Texto fornecido =>
"""

O brasileiro acredita. Acredita em "homens de bem", em bandidos e mocinhos, em bang-bang. Acredita que uma arma pode salvar vidas, acredita em piadas de internet com traficantes chamados Xaxim, acredita que é o fodão do Bairro Peixoto quando está quase se cagando de medo, com o cu apertadinho. O brasileiro acredita no medo e tem medo de mudanças. É retrógrado. É pobre e tem medo dos mais pobres: pobreza de espírito. Quem tem cu tem medo e resolvemos declarar logo que somos uns cuzões. Um país de Reginas Duarte. “Eu tenho medo, minha gente!”. Argh. Sai Regina, xô!

Foi uma grande pesquisa "de mercado" esse referendo - e foi num momento de péssima popularidade do governo, que se fudeu. Também, quem mandou cometer o mesmo erro que o cidadão médio-abaixo-da-média: achar que ia ser mais malandro que os malandros profissionais, mais malandro que os bandidos engravatados e venais que há tantos anos “tiravam o seu” lá no Planalto... Se deu mal, PT. Foi jogar o jogo sujo dos antigos adversários achando que estava sendo esperto mas eles eram mais experientes e te passaram a perna. Nunca deixaram de ser adversários. Dançaram alguns peões, mas e daí, PT PaTo?! Tua Rainha tá em cheque e tu com fama de passar cheque. Muita gente votou "não" por conta disso, foi um não ao governo, um não de revolta. Menos mal. Mas irresponsável.

Bem, mas o que os carinhas que visam o poder político a qualquer custo podem fazer a partir desse resultado? O fato é que quem quiser se eleger a qualquer coisa, a qualquer preço, já sabe agora muito bem pra que tipo de "lógica" apelar: a que instiga o medo e o sentimento de posse mais primitivo, a do não-racional, da paranóia e conspiração, do obscurantismo intelectual, da barbárie, do fascismo latente. “Apela que funciona, não se preocupe com a veracidade dos fatos, se você repetir mil vezes que 2+2=5, eles vão acreditar”. É só vender a alma, vai.

"""

Seção de dados =>
"""

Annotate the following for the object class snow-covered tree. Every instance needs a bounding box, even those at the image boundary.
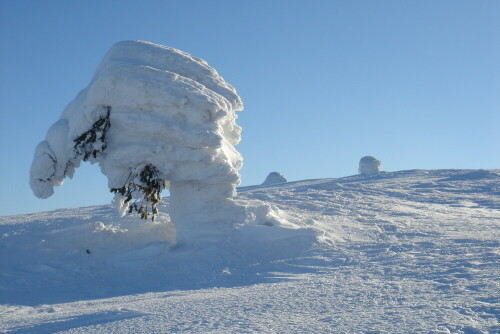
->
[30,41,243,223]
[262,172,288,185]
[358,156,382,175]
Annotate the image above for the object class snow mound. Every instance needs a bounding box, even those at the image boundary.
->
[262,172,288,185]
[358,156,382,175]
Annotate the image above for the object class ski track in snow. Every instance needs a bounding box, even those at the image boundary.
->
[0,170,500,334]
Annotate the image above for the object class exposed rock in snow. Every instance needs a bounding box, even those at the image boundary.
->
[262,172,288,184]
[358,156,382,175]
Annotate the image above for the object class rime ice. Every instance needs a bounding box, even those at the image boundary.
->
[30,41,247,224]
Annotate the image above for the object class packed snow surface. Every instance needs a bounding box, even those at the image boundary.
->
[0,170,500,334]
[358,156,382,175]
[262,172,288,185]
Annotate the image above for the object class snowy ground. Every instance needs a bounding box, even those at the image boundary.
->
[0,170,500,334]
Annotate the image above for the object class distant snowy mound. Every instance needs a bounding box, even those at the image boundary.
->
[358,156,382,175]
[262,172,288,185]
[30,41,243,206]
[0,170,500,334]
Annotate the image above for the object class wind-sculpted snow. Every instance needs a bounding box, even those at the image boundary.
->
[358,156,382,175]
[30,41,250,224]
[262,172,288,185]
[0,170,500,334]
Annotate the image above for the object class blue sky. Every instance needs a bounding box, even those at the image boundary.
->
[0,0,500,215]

"""
"""

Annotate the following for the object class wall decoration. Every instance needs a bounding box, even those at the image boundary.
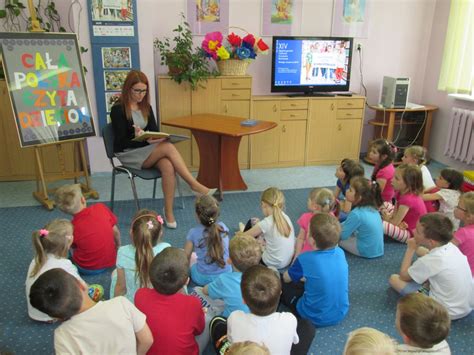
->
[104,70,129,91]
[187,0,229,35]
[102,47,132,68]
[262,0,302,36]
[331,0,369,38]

"""

Enunciado => Reproduza sem alterações o trecho do texto sobre o referendo que começa em "O brasileiro acredita." e termina em "Sai Regina, xô!".

Resposta completa =>
O brasileiro acredita. Acredita em "homens de bem", em bandidos e mocinhos, em bang-bang. Acredita que uma arma pode salvar vidas, acredita em piadas de internet com traficantes chamados Xaxim, acredita que é o fodão do Bairro Peixoto quando está quase se cagando de medo, com o cu apertadinho. O brasileiro acredita no medo e tem medo de mudanças. É retrógrado. É pobre e tem medo dos mais pobres: pobreza de espírito. Quem tem cu tem medo e resolvemos declarar logo que somos uns cuzões. Um país de Reginas Duarte. “Eu tenho medo, minha gente!”. Argh. Sai Regina, xô!